To do » Make an exact copy of the listing below. Pictures stay out of it.

Input data »
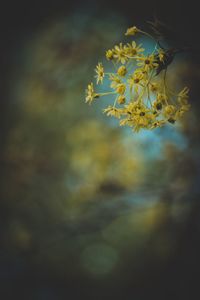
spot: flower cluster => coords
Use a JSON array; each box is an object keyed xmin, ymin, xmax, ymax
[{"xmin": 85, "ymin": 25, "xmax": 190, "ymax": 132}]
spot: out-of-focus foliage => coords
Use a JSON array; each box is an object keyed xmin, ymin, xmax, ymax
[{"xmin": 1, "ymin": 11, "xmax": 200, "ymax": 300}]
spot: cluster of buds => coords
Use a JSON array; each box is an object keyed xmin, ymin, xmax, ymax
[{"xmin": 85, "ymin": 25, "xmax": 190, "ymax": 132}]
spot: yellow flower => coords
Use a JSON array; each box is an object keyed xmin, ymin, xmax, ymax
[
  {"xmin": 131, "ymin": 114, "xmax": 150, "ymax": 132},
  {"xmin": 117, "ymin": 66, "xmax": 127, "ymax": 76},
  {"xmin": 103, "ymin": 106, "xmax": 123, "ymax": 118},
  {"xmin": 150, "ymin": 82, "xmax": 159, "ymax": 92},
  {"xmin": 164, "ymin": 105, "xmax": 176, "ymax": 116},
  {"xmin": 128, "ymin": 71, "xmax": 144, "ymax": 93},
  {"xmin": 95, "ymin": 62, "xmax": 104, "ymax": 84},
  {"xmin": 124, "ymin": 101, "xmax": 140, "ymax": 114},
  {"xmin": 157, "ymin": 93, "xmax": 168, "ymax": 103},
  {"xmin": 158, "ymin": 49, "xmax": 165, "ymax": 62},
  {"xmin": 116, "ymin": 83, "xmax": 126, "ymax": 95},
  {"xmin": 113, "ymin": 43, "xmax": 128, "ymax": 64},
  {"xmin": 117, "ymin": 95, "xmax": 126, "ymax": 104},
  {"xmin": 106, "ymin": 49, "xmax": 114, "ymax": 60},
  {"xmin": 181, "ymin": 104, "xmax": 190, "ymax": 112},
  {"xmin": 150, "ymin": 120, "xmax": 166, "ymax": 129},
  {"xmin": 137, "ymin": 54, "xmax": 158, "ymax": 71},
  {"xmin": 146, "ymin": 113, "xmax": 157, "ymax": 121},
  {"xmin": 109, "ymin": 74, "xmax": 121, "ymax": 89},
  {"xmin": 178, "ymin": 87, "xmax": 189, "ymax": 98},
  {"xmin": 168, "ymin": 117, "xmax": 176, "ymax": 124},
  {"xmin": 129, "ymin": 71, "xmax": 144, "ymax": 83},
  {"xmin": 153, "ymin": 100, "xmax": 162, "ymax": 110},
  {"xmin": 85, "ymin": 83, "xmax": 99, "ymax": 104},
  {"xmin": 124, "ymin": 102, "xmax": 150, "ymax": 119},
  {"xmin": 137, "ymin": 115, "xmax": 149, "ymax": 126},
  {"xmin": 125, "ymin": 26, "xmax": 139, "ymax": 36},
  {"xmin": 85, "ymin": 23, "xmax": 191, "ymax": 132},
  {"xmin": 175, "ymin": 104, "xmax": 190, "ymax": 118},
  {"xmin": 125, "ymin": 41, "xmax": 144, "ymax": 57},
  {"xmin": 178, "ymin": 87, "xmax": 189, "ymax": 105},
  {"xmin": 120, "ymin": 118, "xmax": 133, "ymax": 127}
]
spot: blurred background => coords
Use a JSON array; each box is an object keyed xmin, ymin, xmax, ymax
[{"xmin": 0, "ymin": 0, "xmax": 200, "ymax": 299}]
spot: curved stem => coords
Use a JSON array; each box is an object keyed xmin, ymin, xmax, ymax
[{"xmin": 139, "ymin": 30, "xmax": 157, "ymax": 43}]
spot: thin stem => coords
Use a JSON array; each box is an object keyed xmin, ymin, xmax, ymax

Completed task »
spot: flower cluster => coords
Use a JSON array; each box is an object keyed xmin, ymin, xmax, ymax
[{"xmin": 85, "ymin": 25, "xmax": 190, "ymax": 132}]
spot: out-of-focus foliage => coords
Use a JSON array; each box is an object keyed xmin, ymin, xmax, ymax
[{"xmin": 1, "ymin": 11, "xmax": 200, "ymax": 300}]
spot: cluster of buds => coords
Use a JSON array; each box is an object keyed xmin, ymin, xmax, ymax
[{"xmin": 85, "ymin": 25, "xmax": 190, "ymax": 132}]
spot: yellow flower => coords
Use a JSON array; each box is an object keyed xmin, ymin, xmax, ymax
[
  {"xmin": 131, "ymin": 114, "xmax": 150, "ymax": 132},
  {"xmin": 117, "ymin": 66, "xmax": 127, "ymax": 76},
  {"xmin": 103, "ymin": 106, "xmax": 123, "ymax": 118},
  {"xmin": 150, "ymin": 82, "xmax": 159, "ymax": 92},
  {"xmin": 164, "ymin": 105, "xmax": 176, "ymax": 116},
  {"xmin": 128, "ymin": 71, "xmax": 144, "ymax": 93},
  {"xmin": 95, "ymin": 62, "xmax": 104, "ymax": 84},
  {"xmin": 124, "ymin": 101, "xmax": 140, "ymax": 114},
  {"xmin": 157, "ymin": 93, "xmax": 168, "ymax": 103},
  {"xmin": 158, "ymin": 49, "xmax": 165, "ymax": 62},
  {"xmin": 116, "ymin": 83, "xmax": 126, "ymax": 95},
  {"xmin": 113, "ymin": 43, "xmax": 128, "ymax": 64},
  {"xmin": 117, "ymin": 95, "xmax": 126, "ymax": 104},
  {"xmin": 106, "ymin": 49, "xmax": 114, "ymax": 60},
  {"xmin": 181, "ymin": 104, "xmax": 190, "ymax": 112},
  {"xmin": 150, "ymin": 120, "xmax": 166, "ymax": 129},
  {"xmin": 137, "ymin": 54, "xmax": 158, "ymax": 71},
  {"xmin": 146, "ymin": 113, "xmax": 157, "ymax": 121},
  {"xmin": 109, "ymin": 74, "xmax": 121, "ymax": 89},
  {"xmin": 178, "ymin": 87, "xmax": 189, "ymax": 98},
  {"xmin": 168, "ymin": 117, "xmax": 176, "ymax": 124},
  {"xmin": 129, "ymin": 71, "xmax": 144, "ymax": 83},
  {"xmin": 153, "ymin": 100, "xmax": 162, "ymax": 110},
  {"xmin": 85, "ymin": 83, "xmax": 99, "ymax": 104},
  {"xmin": 124, "ymin": 102, "xmax": 150, "ymax": 119},
  {"xmin": 137, "ymin": 115, "xmax": 149, "ymax": 126},
  {"xmin": 125, "ymin": 26, "xmax": 139, "ymax": 36},
  {"xmin": 85, "ymin": 23, "xmax": 191, "ymax": 132},
  {"xmin": 175, "ymin": 104, "xmax": 190, "ymax": 118},
  {"xmin": 125, "ymin": 41, "xmax": 144, "ymax": 57},
  {"xmin": 178, "ymin": 87, "xmax": 189, "ymax": 105},
  {"xmin": 120, "ymin": 118, "xmax": 133, "ymax": 127}
]
spot: blurred background => coords
Use a JSON array; each box is an object keyed xmin, ymin, xmax, ymax
[{"xmin": 0, "ymin": 0, "xmax": 200, "ymax": 299}]
spot: curved stem => coords
Use a JSON array; each box is an object keyed xmin, ymin, xmax, ymax
[{"xmin": 139, "ymin": 30, "xmax": 157, "ymax": 43}]
spot: thin stem => coords
Use a JSON array; each box is an object keyed xmin, ymin, xmax, ymax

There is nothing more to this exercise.